*** RAW DATA Section Begins ***
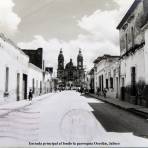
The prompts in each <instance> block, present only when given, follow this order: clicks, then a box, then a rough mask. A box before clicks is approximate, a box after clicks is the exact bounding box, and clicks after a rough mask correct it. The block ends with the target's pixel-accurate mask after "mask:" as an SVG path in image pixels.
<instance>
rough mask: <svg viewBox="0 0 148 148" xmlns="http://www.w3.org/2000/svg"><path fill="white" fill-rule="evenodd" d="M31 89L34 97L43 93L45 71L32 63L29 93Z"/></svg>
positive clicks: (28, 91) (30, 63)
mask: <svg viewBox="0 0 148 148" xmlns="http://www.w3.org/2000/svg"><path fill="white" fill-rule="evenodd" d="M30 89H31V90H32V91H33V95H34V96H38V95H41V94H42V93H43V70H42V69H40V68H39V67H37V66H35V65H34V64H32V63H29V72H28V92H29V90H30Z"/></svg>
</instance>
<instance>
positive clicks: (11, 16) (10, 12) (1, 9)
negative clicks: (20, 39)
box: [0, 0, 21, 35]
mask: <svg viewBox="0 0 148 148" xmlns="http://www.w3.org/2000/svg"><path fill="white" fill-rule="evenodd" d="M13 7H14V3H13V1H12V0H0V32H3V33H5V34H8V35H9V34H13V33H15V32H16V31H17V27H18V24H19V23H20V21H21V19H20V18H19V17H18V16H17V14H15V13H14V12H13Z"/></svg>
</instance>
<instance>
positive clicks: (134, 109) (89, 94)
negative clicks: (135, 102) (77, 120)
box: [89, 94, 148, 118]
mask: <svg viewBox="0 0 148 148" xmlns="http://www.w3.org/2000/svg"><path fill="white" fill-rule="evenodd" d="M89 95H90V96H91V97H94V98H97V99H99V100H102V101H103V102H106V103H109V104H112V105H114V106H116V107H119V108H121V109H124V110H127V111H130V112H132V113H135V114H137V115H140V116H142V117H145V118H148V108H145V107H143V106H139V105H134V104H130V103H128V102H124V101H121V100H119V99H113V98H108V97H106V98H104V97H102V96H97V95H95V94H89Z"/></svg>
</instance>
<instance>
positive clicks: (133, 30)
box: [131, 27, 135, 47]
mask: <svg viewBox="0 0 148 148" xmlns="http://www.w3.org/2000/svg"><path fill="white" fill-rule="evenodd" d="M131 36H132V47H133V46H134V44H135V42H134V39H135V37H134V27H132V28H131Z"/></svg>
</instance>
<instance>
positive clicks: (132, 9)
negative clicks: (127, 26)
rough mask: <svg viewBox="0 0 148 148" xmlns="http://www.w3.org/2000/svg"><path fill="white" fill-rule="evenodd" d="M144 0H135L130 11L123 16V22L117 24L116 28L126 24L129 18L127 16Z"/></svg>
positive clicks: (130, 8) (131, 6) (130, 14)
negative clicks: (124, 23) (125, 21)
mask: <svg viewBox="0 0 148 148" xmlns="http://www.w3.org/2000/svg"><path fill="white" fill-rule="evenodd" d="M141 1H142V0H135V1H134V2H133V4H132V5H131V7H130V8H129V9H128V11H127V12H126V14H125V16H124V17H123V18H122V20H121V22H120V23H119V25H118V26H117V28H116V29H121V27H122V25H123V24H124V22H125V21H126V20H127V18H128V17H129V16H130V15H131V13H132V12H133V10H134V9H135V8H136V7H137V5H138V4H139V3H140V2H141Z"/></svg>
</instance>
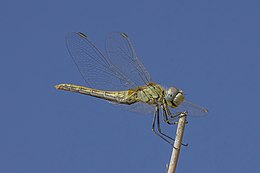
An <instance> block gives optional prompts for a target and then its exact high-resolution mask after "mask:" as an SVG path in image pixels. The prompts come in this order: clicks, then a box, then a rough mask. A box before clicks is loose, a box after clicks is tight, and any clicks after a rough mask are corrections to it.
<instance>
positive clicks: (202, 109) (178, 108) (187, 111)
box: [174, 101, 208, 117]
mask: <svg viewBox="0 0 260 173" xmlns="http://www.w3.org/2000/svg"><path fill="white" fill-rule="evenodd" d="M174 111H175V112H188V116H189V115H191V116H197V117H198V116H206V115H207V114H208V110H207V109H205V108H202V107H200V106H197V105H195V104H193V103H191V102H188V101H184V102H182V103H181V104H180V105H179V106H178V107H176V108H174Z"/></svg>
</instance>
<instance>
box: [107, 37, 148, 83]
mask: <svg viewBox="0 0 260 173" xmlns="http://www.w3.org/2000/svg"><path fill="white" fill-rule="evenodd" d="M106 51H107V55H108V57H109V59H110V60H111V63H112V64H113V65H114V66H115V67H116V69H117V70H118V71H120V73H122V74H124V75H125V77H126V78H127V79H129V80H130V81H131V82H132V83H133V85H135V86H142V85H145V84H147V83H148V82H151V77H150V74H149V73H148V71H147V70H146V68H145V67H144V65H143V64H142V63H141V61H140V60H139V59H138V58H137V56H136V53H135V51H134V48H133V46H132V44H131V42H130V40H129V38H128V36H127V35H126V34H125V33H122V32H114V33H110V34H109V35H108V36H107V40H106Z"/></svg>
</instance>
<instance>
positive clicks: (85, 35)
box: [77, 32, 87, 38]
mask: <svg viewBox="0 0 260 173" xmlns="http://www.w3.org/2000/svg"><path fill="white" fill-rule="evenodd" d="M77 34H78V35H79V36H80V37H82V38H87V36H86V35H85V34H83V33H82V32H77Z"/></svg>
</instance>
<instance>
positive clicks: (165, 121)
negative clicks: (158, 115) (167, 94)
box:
*** RAW DATA Section Ends ***
TASK BRIEF:
Whenever a line in the material contains the word "pixels", copy that line.

RESPONSE AREA:
The prompts in each <instance> block, present only when given, follow this order: clicks, then a box, then a rough mask. A box before clicks is approximate, a box after clicks is the exact bounding box, and clicks after a rough mask correct it. The block ends with the target's pixel-accurate mask after "mask:" as an SVG path in image pixels.
An <instance> block gives optional prompts for a target and then its exact high-resolution mask after "mask:" as an SVG path in image pixels. The prompts come in this order: clicks, then a box, then a rough mask. A box before clicks is loose, a box after clicks is tight, and any clicks after a rough mask are corrections to it.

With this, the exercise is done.